Trecho apresentado ->

● ● ● ● ●

Roger Bacon no século XIII filósofo e autor de diversos
trabalhos em óptica com telescópios afirmava que nenhum cientista deveria
registrar suas descobertas em texto ostensiva mas ao invés disso deveria
recorrer à escrita oculta. Robert Hooke manteve o sigilo de seus trabalhos sobre
as leis de elasticidade por meio de um anagrama; CEIIINOSSSTUU o qual decifrado
significava UT TENSIO SIC VIS (conforme a tensão, tal força)[1].
Galileu usou uma cifra para comunicar a Kepler sua descoberta dos anéis de
Saturno, que decifrada significava: “observei que o planeta mais distante tem
forma tripla” mas que foi incorretamente decifrada como “salve companheiros
gêmeos, filhos de marte” levando a concepção errônea de que Saturno possuía duas
luas.[2]
Huygens também se utilizou no século XVII de anagramas para garantir a prioridade sobre sua descoberta de luas em
Saturno.[3]
Na
Itália do século XVI Niccolò Tartaglia conseguiu resolver o problema de
encontrar as raízes das equações de terceiro grau, porém preferiu manter seu
algoritmo em segredo. Com a insistência de Cardano, Tartaglia escreveu a
solução na forma cifrada de um poema de 25 linhas, o qual o matemático Cardano
foi capaz de decifrar, com o compromisso de manter o segredo de seu autor. Cardano,
contudo, transmitiu o algoritmo a seu secretário um jovem chamado Ludovico Ferrari
que aperfeiçoou o método para obter a solução das equações de quarto grau. Cardano
ficou em situação difícil, se publicasse a descoberta de Ferrari tornaria público
o algoritmo de Tartaglia se comprometera em não revelar. Tendo decorrido seis
anos e sentindo-se liberado da promessa de segredo, ao saber que outro matemático, Scipione del Ferro,
resolvera o problema das equações cúbicas, Cardano pode publicar sua solução na
sua obra a Ars Magna, em 1545 em
Nurembergue[4],
atribuindo a solução das equações cúbicas a Scipione Del ferro, o que deixou
Tartaglia enfurecido. [5] Tartaglia
em sua Quesiti et inventioni diverse
de 1546 acusou Cardano de perjúrio escrevendo em termos ofensivos que contribuíram
para má reputação de Cardano na posteridade[6].

● ● ● ● ●

[Dados de detecção de objetos]
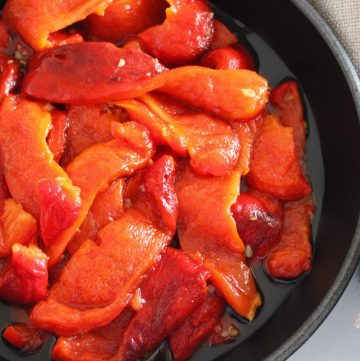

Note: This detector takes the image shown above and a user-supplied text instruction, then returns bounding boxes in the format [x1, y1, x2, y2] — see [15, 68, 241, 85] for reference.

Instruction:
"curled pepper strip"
[2, 0, 111, 50]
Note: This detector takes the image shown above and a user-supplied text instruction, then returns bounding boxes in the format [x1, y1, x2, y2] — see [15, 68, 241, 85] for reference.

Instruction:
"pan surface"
[0, 0, 360, 361]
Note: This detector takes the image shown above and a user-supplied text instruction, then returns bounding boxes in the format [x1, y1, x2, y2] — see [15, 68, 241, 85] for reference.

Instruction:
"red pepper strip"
[231, 120, 256, 176]
[140, 0, 214, 66]
[200, 43, 255, 70]
[44, 122, 153, 268]
[47, 109, 69, 162]
[116, 100, 188, 157]
[117, 94, 240, 176]
[0, 243, 48, 304]
[266, 198, 314, 279]
[210, 19, 238, 50]
[84, 0, 167, 43]
[2, 323, 49, 352]
[48, 31, 84, 48]
[175, 166, 261, 320]
[51, 310, 134, 361]
[0, 198, 37, 257]
[270, 81, 306, 164]
[140, 94, 240, 176]
[0, 96, 75, 217]
[22, 42, 165, 104]
[169, 292, 226, 361]
[144, 155, 178, 234]
[246, 116, 311, 200]
[22, 43, 268, 120]
[38, 178, 82, 247]
[67, 178, 125, 254]
[0, 55, 21, 100]
[30, 205, 171, 336]
[113, 248, 208, 361]
[231, 193, 283, 258]
[2, 0, 111, 50]
[60, 105, 119, 165]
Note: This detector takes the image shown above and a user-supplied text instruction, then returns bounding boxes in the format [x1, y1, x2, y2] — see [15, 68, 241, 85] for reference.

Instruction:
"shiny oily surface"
[0, 2, 324, 361]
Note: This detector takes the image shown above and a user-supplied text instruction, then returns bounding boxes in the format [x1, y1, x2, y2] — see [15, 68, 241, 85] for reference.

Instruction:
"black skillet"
[0, 0, 360, 361]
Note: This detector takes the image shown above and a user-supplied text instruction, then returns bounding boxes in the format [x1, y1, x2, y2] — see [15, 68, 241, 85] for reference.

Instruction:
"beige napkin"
[309, 0, 360, 74]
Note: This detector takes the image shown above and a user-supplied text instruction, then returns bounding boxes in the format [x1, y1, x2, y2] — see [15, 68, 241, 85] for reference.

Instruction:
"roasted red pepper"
[0, 243, 48, 304]
[144, 155, 178, 234]
[270, 81, 306, 164]
[51, 309, 134, 361]
[60, 105, 119, 165]
[85, 0, 167, 43]
[169, 292, 226, 361]
[0, 96, 75, 217]
[266, 198, 314, 279]
[210, 19, 238, 50]
[231, 193, 283, 258]
[2, 323, 49, 352]
[140, 0, 214, 66]
[2, 0, 111, 50]
[246, 116, 311, 200]
[117, 94, 240, 176]
[45, 119, 153, 267]
[47, 109, 69, 162]
[115, 248, 208, 361]
[38, 178, 81, 246]
[200, 44, 255, 70]
[0, 198, 37, 257]
[22, 43, 268, 120]
[175, 166, 261, 320]
[67, 178, 125, 254]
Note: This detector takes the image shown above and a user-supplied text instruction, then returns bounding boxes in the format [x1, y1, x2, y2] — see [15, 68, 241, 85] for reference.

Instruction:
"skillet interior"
[0, 0, 360, 361]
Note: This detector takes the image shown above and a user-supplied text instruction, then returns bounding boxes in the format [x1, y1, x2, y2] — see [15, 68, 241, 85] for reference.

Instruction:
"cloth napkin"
[308, 0, 360, 74]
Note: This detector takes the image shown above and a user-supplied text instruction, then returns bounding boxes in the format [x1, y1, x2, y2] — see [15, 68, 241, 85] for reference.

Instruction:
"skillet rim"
[264, 0, 360, 361]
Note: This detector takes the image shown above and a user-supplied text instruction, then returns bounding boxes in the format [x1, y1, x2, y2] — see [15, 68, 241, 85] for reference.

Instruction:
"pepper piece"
[30, 204, 171, 336]
[84, 0, 167, 43]
[2, 0, 111, 50]
[169, 292, 226, 361]
[266, 197, 314, 279]
[175, 166, 261, 320]
[270, 81, 306, 164]
[0, 96, 75, 218]
[61, 105, 119, 165]
[144, 155, 178, 234]
[2, 323, 49, 352]
[231, 193, 283, 258]
[22, 42, 268, 120]
[246, 115, 311, 200]
[113, 248, 208, 361]
[47, 109, 69, 162]
[51, 309, 134, 361]
[0, 198, 37, 257]
[67, 178, 125, 254]
[210, 19, 238, 50]
[45, 122, 153, 268]
[200, 43, 255, 70]
[140, 0, 214, 66]
[22, 42, 165, 104]
[0, 243, 48, 305]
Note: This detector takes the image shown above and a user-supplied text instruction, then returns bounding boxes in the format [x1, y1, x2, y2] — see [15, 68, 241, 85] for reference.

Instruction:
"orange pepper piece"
[246, 115, 311, 200]
[30, 209, 171, 336]
[175, 166, 261, 320]
[45, 122, 153, 267]
[84, 0, 167, 43]
[0, 96, 75, 218]
[2, 0, 111, 50]
[0, 198, 37, 257]
[266, 198, 314, 279]
[140, 0, 214, 65]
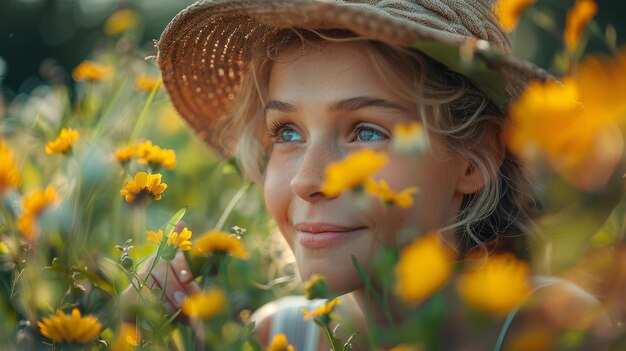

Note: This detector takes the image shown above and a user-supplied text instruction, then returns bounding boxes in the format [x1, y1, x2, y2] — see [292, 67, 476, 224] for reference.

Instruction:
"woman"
[147, 0, 608, 350]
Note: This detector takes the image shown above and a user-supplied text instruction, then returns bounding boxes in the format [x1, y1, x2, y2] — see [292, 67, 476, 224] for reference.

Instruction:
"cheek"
[263, 159, 292, 245]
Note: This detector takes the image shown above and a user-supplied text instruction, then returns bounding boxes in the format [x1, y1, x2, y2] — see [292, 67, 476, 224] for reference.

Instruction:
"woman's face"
[264, 43, 467, 292]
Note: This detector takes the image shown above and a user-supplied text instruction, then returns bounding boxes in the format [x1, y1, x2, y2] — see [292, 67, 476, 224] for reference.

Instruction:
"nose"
[290, 142, 342, 202]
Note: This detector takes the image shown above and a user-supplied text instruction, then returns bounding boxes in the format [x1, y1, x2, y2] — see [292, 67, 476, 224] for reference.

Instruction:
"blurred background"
[0, 0, 626, 100]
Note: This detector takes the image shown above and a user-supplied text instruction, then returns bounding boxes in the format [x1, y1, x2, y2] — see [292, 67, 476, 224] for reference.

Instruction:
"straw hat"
[157, 0, 548, 155]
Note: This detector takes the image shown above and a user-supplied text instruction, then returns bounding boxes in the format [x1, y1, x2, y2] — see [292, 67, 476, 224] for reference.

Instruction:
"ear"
[457, 126, 506, 195]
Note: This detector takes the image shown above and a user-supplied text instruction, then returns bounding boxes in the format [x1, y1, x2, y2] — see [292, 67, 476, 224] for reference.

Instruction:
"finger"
[171, 250, 193, 285]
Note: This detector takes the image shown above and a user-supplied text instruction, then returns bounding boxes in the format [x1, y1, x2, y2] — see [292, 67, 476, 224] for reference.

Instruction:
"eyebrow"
[263, 96, 407, 113]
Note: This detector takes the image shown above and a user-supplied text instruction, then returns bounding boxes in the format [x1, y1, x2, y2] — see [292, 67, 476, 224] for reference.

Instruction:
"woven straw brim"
[157, 0, 548, 156]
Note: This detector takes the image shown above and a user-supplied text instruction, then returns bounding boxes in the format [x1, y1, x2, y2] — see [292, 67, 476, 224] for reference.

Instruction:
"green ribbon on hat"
[411, 40, 507, 109]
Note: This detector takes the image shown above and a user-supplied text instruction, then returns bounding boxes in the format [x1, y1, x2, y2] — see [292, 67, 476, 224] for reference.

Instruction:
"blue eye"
[353, 127, 387, 142]
[278, 127, 304, 143]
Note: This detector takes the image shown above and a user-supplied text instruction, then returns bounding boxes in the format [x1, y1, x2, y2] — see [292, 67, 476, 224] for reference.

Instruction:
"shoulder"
[506, 276, 613, 350]
[250, 296, 321, 345]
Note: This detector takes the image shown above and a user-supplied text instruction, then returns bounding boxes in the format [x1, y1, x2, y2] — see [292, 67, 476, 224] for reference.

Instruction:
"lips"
[294, 223, 367, 249]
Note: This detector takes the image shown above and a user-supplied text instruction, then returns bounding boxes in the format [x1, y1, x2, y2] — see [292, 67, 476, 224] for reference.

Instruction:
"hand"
[122, 250, 200, 313]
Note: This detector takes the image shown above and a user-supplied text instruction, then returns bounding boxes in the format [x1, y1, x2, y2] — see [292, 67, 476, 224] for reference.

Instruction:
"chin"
[300, 263, 363, 295]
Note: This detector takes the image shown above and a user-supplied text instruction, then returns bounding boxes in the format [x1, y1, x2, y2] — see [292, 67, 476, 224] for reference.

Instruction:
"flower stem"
[215, 182, 252, 230]
[128, 81, 161, 144]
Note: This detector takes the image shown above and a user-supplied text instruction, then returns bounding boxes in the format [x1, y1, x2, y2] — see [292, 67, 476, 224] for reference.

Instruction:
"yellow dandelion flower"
[0, 241, 10, 255]
[365, 179, 418, 208]
[457, 255, 530, 316]
[493, 0, 537, 32]
[37, 308, 102, 344]
[110, 323, 141, 351]
[104, 9, 139, 36]
[72, 61, 113, 81]
[507, 50, 626, 188]
[181, 288, 228, 320]
[113, 145, 137, 163]
[321, 149, 387, 197]
[137, 140, 176, 169]
[46, 128, 79, 155]
[191, 231, 249, 260]
[563, 0, 598, 51]
[506, 327, 558, 351]
[17, 186, 59, 241]
[300, 298, 341, 321]
[120, 172, 167, 204]
[0, 140, 21, 196]
[395, 232, 454, 304]
[134, 74, 161, 91]
[389, 344, 423, 351]
[267, 333, 295, 351]
[393, 121, 427, 154]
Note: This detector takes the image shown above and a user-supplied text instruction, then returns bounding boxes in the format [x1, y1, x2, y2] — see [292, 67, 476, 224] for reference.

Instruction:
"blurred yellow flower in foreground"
[17, 186, 59, 241]
[46, 128, 79, 155]
[72, 61, 113, 81]
[267, 333, 295, 351]
[506, 327, 558, 351]
[300, 298, 341, 321]
[104, 9, 139, 36]
[191, 231, 249, 260]
[120, 172, 167, 204]
[393, 121, 427, 154]
[136, 140, 176, 169]
[133, 74, 161, 91]
[493, 0, 537, 32]
[37, 308, 102, 344]
[563, 0, 598, 51]
[365, 179, 418, 208]
[0, 140, 20, 196]
[321, 149, 387, 197]
[181, 288, 228, 320]
[507, 50, 626, 188]
[457, 255, 530, 316]
[146, 227, 192, 261]
[110, 323, 141, 351]
[395, 232, 454, 304]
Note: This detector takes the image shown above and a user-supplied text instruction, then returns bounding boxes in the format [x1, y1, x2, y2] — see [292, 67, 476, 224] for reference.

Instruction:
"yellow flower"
[46, 128, 79, 155]
[365, 179, 418, 208]
[137, 140, 176, 169]
[563, 0, 598, 51]
[120, 172, 167, 204]
[493, 0, 537, 32]
[0, 241, 10, 255]
[17, 186, 58, 241]
[113, 145, 137, 163]
[37, 308, 102, 344]
[389, 344, 423, 351]
[267, 333, 295, 351]
[181, 288, 228, 320]
[393, 121, 427, 154]
[507, 50, 626, 190]
[191, 231, 249, 260]
[104, 9, 139, 36]
[395, 233, 454, 304]
[72, 61, 113, 81]
[506, 327, 558, 351]
[110, 323, 141, 351]
[0, 140, 20, 195]
[458, 255, 530, 316]
[134, 74, 161, 91]
[300, 298, 341, 321]
[321, 149, 387, 197]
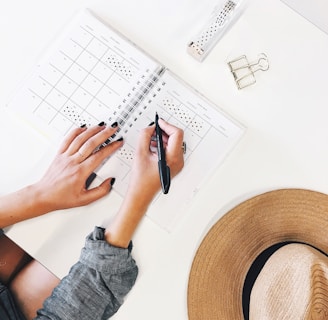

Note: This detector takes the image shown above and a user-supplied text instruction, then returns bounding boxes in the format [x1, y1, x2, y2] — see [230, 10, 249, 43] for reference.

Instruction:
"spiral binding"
[100, 67, 165, 148]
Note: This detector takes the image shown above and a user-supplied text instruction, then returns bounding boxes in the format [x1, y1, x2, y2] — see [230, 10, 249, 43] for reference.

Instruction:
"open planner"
[8, 10, 245, 231]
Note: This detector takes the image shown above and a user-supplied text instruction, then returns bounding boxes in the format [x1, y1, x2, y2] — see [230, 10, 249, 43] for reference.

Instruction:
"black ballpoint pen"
[155, 112, 171, 194]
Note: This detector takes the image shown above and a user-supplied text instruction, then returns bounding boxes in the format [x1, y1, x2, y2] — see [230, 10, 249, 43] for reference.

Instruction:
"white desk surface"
[0, 0, 328, 320]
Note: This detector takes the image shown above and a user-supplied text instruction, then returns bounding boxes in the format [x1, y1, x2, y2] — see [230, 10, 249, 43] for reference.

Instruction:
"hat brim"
[187, 189, 328, 320]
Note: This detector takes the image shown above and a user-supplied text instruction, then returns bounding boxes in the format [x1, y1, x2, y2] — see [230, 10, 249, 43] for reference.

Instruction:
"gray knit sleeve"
[36, 227, 138, 320]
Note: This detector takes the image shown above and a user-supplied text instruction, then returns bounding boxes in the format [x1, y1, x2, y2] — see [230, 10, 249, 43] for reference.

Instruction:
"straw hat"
[188, 189, 328, 320]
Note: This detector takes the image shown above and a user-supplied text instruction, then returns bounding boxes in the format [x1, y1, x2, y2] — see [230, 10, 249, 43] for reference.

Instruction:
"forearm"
[0, 184, 48, 228]
[105, 189, 156, 248]
[36, 227, 138, 320]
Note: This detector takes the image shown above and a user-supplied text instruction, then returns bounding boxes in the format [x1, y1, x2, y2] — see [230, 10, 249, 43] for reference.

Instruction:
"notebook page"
[8, 11, 161, 142]
[99, 70, 245, 231]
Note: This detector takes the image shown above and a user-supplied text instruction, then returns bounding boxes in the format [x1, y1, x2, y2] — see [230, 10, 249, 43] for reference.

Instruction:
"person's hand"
[105, 119, 184, 248]
[35, 123, 123, 212]
[128, 119, 184, 205]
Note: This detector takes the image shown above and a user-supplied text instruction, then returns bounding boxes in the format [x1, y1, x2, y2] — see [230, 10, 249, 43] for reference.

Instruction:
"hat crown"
[250, 243, 328, 320]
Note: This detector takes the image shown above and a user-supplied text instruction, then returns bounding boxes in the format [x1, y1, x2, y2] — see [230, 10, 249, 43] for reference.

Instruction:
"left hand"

● ● ● ● ●

Instruções da tarefa ->
a. Traduza para o inglês esta frase do trecho apresentado: "Na Itália do século XVI Niccolò Tartaglia conseguiu resolver o problema de encontrar as raízes das equações de terceiro grau, porém preferiu manter seu algoritmo em segredo."
b. Encontre, entre as linhas acima, todas as que contêm a palavra "strip" e copie-as.

Lista de soluções ->
a. In sixteenth-century Italy, Niccolò Tartaglia managed to solve the problem of finding the roots of third-degree equations, but he preferred to keep his algorithm secret.

b.
"curled pepper strip"
"red pepper strip"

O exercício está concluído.